What is needed:
All the records below must be returned exactly as they stand.

[Provided material]

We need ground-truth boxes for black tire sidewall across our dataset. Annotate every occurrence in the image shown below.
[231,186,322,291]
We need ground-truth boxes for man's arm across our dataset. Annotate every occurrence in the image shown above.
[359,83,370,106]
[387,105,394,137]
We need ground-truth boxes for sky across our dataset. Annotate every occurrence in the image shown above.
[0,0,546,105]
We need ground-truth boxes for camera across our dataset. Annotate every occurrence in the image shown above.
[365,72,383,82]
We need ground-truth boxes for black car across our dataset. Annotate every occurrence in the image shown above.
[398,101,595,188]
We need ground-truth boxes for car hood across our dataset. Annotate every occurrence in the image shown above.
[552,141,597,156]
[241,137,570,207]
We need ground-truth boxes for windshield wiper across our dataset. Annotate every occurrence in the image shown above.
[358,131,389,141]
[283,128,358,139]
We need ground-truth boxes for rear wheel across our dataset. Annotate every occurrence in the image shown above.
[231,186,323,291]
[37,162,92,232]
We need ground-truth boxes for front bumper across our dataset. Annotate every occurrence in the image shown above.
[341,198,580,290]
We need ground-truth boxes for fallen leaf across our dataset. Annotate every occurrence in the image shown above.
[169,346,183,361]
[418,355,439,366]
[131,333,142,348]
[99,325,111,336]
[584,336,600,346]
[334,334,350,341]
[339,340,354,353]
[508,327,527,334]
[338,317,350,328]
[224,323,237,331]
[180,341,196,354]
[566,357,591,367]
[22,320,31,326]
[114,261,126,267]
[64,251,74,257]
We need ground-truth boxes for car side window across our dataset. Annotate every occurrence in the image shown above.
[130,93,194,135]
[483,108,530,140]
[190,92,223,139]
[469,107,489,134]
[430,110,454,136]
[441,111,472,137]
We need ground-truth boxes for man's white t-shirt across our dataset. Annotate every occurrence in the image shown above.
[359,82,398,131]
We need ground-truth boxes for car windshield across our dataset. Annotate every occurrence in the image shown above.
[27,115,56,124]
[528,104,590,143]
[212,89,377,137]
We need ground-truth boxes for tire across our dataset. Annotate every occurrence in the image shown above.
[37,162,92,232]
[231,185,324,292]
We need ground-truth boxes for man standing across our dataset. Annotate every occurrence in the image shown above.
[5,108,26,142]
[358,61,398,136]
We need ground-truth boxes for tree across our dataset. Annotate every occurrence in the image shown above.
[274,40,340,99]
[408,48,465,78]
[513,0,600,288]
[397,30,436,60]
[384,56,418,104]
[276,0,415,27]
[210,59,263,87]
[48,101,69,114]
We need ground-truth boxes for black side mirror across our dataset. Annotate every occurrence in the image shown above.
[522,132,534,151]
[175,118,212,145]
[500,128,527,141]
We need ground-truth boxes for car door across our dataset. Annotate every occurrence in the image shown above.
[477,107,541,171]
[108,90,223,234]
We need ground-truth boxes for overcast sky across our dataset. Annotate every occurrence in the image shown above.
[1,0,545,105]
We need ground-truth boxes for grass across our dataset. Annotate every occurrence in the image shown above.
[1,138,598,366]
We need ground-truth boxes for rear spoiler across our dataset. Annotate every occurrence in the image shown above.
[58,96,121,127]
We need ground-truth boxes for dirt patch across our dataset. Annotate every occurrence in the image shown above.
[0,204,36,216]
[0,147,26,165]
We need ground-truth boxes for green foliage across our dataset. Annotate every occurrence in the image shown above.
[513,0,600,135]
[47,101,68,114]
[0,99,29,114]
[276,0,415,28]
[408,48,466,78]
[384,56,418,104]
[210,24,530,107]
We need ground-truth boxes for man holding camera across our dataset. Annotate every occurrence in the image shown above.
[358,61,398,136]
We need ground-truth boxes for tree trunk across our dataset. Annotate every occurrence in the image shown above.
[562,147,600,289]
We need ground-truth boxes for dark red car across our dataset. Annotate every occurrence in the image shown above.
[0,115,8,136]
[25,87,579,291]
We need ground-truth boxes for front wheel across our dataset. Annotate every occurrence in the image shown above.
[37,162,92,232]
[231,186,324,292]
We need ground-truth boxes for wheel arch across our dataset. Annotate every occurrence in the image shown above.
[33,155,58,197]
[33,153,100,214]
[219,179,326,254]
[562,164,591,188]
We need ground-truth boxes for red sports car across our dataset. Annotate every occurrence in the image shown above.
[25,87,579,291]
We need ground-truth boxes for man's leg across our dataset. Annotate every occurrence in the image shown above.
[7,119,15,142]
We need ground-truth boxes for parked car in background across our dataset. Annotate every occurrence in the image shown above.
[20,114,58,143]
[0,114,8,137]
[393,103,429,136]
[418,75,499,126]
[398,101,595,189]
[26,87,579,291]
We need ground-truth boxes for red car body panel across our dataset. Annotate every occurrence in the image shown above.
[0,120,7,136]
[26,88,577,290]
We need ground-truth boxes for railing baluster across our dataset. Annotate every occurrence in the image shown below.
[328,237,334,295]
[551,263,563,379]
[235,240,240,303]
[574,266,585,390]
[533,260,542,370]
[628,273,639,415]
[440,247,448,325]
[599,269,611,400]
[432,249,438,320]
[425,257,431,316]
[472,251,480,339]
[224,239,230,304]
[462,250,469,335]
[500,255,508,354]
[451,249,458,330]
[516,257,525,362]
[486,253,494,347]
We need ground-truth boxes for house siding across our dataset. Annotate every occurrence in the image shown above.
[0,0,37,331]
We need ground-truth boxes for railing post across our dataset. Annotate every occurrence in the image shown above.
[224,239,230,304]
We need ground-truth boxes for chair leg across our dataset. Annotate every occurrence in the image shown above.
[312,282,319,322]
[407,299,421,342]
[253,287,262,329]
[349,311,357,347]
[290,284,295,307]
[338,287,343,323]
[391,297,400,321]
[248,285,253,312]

[/Provided material]

Worked solution:
We need ground-truth boxes for black tire sidewall across our dataset. Annotate every occurrence in the image shown below.
[231,186,322,291]
We need ground-truth boxes for man's arm across our dataset. Annotate every occurrence in the image shown above.
[359,83,370,106]
[387,105,394,137]
We need ground-truth boxes for sky across our dataset. Annotate every occurrence in the image shown above.
[0,0,546,105]
We need ground-truth boxes for camera across our dataset. Annotate every occurrence in the image shown above.
[365,72,383,82]
We need ground-truth boxes for black car across our dataset. Annotate every occurrence in the image shown above.
[398,101,595,188]
We need ground-truth boxes for car hood across our dataset. Annotate every occurrence in the image shown above.
[552,141,597,156]
[241,137,570,207]
We need ground-truth boxes for windshield wiper across our dataset. Annotate every occurrence in the image shown above.
[358,131,389,141]
[283,128,358,139]
We need ground-truth boxes for rear wheel across our dataset. Annotate every occurrence in the image shown above.
[231,186,323,291]
[37,162,92,232]
We need ground-truth boxes for front bumper across our dataset. Annotate every occurrence in the image shown above.
[341,198,580,290]
We need ground-truth boxes for fallen leaf across our dataset. Annotate every occurrence in the image shown above.
[169,346,183,361]
[418,355,439,366]
[131,333,142,348]
[99,325,111,336]
[584,336,600,346]
[334,334,350,341]
[339,340,354,353]
[508,327,527,334]
[338,317,350,328]
[224,323,237,331]
[180,341,196,354]
[566,357,591,367]
[22,320,31,326]
[114,261,126,267]
[64,251,74,257]
We need ground-truth boxes for car side window across our dataset. Annotate every occurrence in the image shown above.
[130,93,194,135]
[483,108,530,140]
[190,92,223,139]
[469,107,489,134]
[430,110,454,136]
[441,111,472,137]
We need ground-truth boxes for man's white t-shirt across our dataset. Annotate every occurrence in the image shown above.
[359,82,398,131]
We need ground-truth boxes for car windshield across our dataset. Annotate every occurrence in the image shown above.
[27,115,56,124]
[528,104,590,143]
[212,89,377,137]
We need ground-truth boxes for tire across our dataset. Annotate every occurrence in the image shown above.
[37,162,92,232]
[231,185,324,292]
We need ground-truth boxes for man standing across our dataset. Annotate every occurrence in the image shown above.
[5,108,26,142]
[358,61,398,136]
We need ground-truth boxes for tree across our dataset. Annotate every occurrence in the image shown above.
[274,40,340,99]
[408,48,465,78]
[513,0,600,288]
[397,30,436,60]
[384,56,418,104]
[276,0,415,27]
[210,59,263,87]
[48,101,69,114]
We need ground-truth boxes for black side mirror across our dataset. Annotate every occurrence in the image shown above.
[522,132,534,151]
[175,118,212,145]
[500,128,527,141]
We need ground-truth boxes for car door across our dataset. Annotate every occurrence in the image shown above.
[477,107,541,171]
[108,90,223,234]
We need ground-truth boxes for overcast sky across our dataset. Annotate every occurrence in the image shown above.
[1,0,545,105]
We need ground-truth boxes for grass across our dataset. Annotate every occurrence in the image shown above.
[1,138,598,366]
We need ground-truth boxes for rear spoiler across our dataset. Annotate every occurrence in the image shown above.
[58,96,121,127]
We need ground-truth boxes for dirt patch across our dataset. Annotate every occurrence in the image shown above.
[0,204,36,216]
[0,147,26,165]
We need ground-truth boxes for green foliage across our dataset. Annotate every occurrence in the image shown above.
[513,0,600,135]
[47,101,68,114]
[0,99,29,114]
[276,0,415,28]
[408,48,466,78]
[384,56,418,104]
[210,24,530,107]
We need ground-truth boxes for man holding camera across our dataset. Annotate every occurrence in the image shown above.
[358,61,398,136]
We need ground-truth boxes for tree trunk across our dataset. Annotate every occurrence in the image shown above.
[562,147,600,289]
We need ground-truth boxes for dark red car across our dataset. Annotate every occurrence in the image shown above.
[0,115,8,136]
[25,87,579,291]
We need ground-truth boxes for front wheel across our dataset. Annotate every occurrence in the image shown above.
[37,162,92,232]
[231,186,324,292]
We need ground-truth boxes for wheel arch across our dataset. Annotate every occurrence in the image shown above.
[33,155,58,197]
[33,153,100,214]
[219,179,326,254]
[562,164,591,188]
We need ground-truth boxes for red sports car across our dataset. Annotate every occurrence in the image shown above.
[25,87,579,291]
We need ground-truth boxes for man's leg across our dataset. Annotate every occurrence in the image shown above.
[7,119,15,142]
We need ground-truth boxes for parked car in background across our dataset. Annotate every occurrence in the image shown above.
[20,114,58,143]
[0,114,8,137]
[393,103,429,136]
[418,75,499,126]
[398,101,595,189]
[26,87,579,291]
We need ground-truth boxes for red car body panel across our dataset. Annotate every occurrence in the image shown above.
[0,120,7,136]
[26,88,577,290]
We need ground-truth boxes for railing baluster across our dataset. Annotate every occurrence in the image shown below.
[328,237,334,295]
[551,263,563,379]
[235,240,240,303]
[574,266,585,390]
[533,260,542,370]
[628,273,639,415]
[440,247,448,325]
[599,269,611,400]
[432,249,438,320]
[425,257,431,316]
[472,251,480,339]
[224,239,230,304]
[462,250,469,335]
[500,255,508,354]
[451,249,458,330]
[516,257,525,362]
[486,253,494,347]
We need ground-truth boxes for house siding across our dataset. Annotate every occurrence in the image shown above.
[0,0,37,331]
We need ground-truth boxes for railing post across our dataset. Annotate every occurrence in the image shown above.
[224,239,230,304]
We need ground-truth boxes for chair leg across our dataset. Annotate every occurrence in the image shown above.
[312,282,319,322]
[407,299,421,342]
[253,287,262,329]
[349,311,357,347]
[290,284,295,307]
[338,287,343,323]
[391,297,400,321]
[248,285,253,312]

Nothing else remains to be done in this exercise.